-- Instructions to follow --
Copy every line of the material below, wording included, but decrease each coordinate number in the answers by 94. Leave the pictures out.

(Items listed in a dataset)
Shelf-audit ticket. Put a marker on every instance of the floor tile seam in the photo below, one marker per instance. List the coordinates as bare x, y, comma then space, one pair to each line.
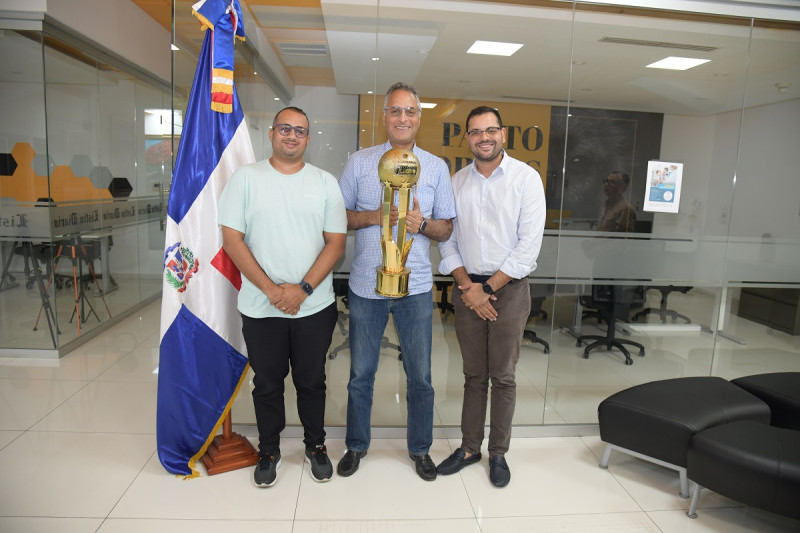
54, 517
130, 484
51, 411
21, 433
153, 433
613, 476
31, 378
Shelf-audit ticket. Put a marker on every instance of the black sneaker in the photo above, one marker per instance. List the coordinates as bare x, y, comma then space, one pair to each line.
349, 463
265, 474
321, 467
499, 474
425, 467
457, 460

-- Answer to the problem --
Shelf-audit ticket. Put a marker on every instance of the floor tile seam in the photo below, one marker per instance. List the coordinates as bare x, y, comma then space, one pair to each line.
-40, 423
36, 390
-43, 317
-73, 339
59, 339
519, 382
-63, 284
Shelf-audit ticket. Put a marker on every instance of the black sneaker in the photo above, one marker per instance. List the coordinates as bare x, y, comma then space, one pair to each line.
255, 369
171, 380
227, 373
405, 380
331, 373
363, 366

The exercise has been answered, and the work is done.